Qué hacer:
1. Responde estas preguntas sobre el texto acerca de la palabra «cholo»:
(a) ¿En qué lugares se usaba el vocablo chol para designar a ciertos pueblos indígenas?
(b) ¿Qué colores de piel puede tener el cholo peruano?
(c) ¿En qué tres ámbitos se aprende a discriminar desde la infancia en el Perú?
2. Prosigue el texto sobre la palabra «cholo» a partir de su última oración.

Texto de página:
En los albores coloniales, cuando las sangres se encontraron en danza inevitable, nació una palabra destinada a cargar cinco siglos en la espalda. Como un niño marcado desde la cuna, llegó al mundo vestida de desprecio, bautizada por quienes no entendían que en esa mezcla germinaba el porvenir del Perú.
«Cholo» es una palabra que levanta debates, sobre todo por su origen y su uso. Algunos autores mexicanos sostienen que viene del gentilicio de Cholollan; otros afirman que proviene del vocablo chol, usado en Guatemala, Tabasco y Chiapas para designar a ciertos pueblos indígenas. Lo indiscutible es que, en el Perú y en muchos otros lugares, «cholo» fue durante siglos un término hiriente, lanzado para señalar al «bajo, rudo, inculto o tosco».
Pero el cholo peruano es distinto. Hijo de todas las sangres, aprendió desde pequeño a forjar identidad en el yunque del rechazo. Tiene múltiples rostros, tamaños y matices: puede ser blanco, cobrizo, canela o negro; de cabellera lacia ondulada o crespa, de cuerpo alto, grueso, delgado o pequeño. Es, en suma, la mezcla de todas las razas, el mestizo que, en esa fragua de adversidades, templó un carácter único: el de quien sabe que cada jornada debe ganarse su sitio en el mundo, sin esperar concesiones ni favores.
Aunque nos duela admitirlo, en el Perú se aprende a discriminar desde la infancia. En la escuela, en la mesa familiar, en la calle. ¿No es cierto que, al insultar, muchos sueltan primero un «indio» o un «cholo de mierda»?
Sobre todo entre muchos capitalinos y algunas familias de abolengo del interior, el término «cholo» es usado peyorativamente y el «cholo» no se puede sentar a su mesa.

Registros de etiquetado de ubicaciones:
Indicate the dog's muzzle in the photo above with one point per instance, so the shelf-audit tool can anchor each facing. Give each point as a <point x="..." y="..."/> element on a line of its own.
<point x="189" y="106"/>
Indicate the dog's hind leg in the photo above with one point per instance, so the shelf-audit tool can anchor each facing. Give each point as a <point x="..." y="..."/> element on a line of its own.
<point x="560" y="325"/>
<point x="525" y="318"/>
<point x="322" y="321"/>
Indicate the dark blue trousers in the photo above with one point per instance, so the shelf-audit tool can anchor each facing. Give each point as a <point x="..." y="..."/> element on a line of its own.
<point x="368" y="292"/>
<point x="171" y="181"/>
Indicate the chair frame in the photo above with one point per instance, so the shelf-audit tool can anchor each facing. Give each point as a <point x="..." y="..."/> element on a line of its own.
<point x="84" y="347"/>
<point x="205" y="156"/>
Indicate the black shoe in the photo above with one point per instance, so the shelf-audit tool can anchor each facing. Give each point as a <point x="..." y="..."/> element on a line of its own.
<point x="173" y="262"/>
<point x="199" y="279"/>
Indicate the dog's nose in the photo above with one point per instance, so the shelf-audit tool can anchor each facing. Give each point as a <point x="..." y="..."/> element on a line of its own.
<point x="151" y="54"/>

Respuestas por tarea:
1.
(a) En Guatemala, Tabasco y Chiapas.
(b) Puede ser blanco, cobrizo, canela o negro.
(c) En la escuela, en la mesa familiar y en la calle.

2.
Y sin embargo, ¡qué admirable la creatividad de quien jamás tuvo nada servido en bandeja! El cholo peruano convirtió la necesidad en arte y la carencia en oportunidad. Con manos curtidas y mente afilada por la supervivencia, inventó mil oficios, halló soluciones donde otros solos veían oscuridad.
Es el comerciante que convierte un cajón en empresa, el mecánico que resucitó motores con paciencia y alambre, el cocinero que transformó sobras en banquetes, bufets en mixtos, hizo de las calzadas su estadio y las veredas su vitrina Su ingenio no proviene de manuales, sino de la universidad de la vida, donde cada jornada es examen de resistencia.
En esas manos callosas se escribe la historia no contada del Perú. Levanta ciudades ladrillo a ladrillo, cultiva valles que alimentan naciones, tiende carreteras que enlazan montañas y mar. Su trabajo no reconoce feriados, porque entiende que la dignidad se conquista con sudor.
No pide medallas ni busca aplausos. Su recompensa está en el pan sobre la mesa, en los hijos que logra educar, en ese terreno pagado a plazos. Es la hormiga laboriosa de un país que a menudo olvida agradecerle.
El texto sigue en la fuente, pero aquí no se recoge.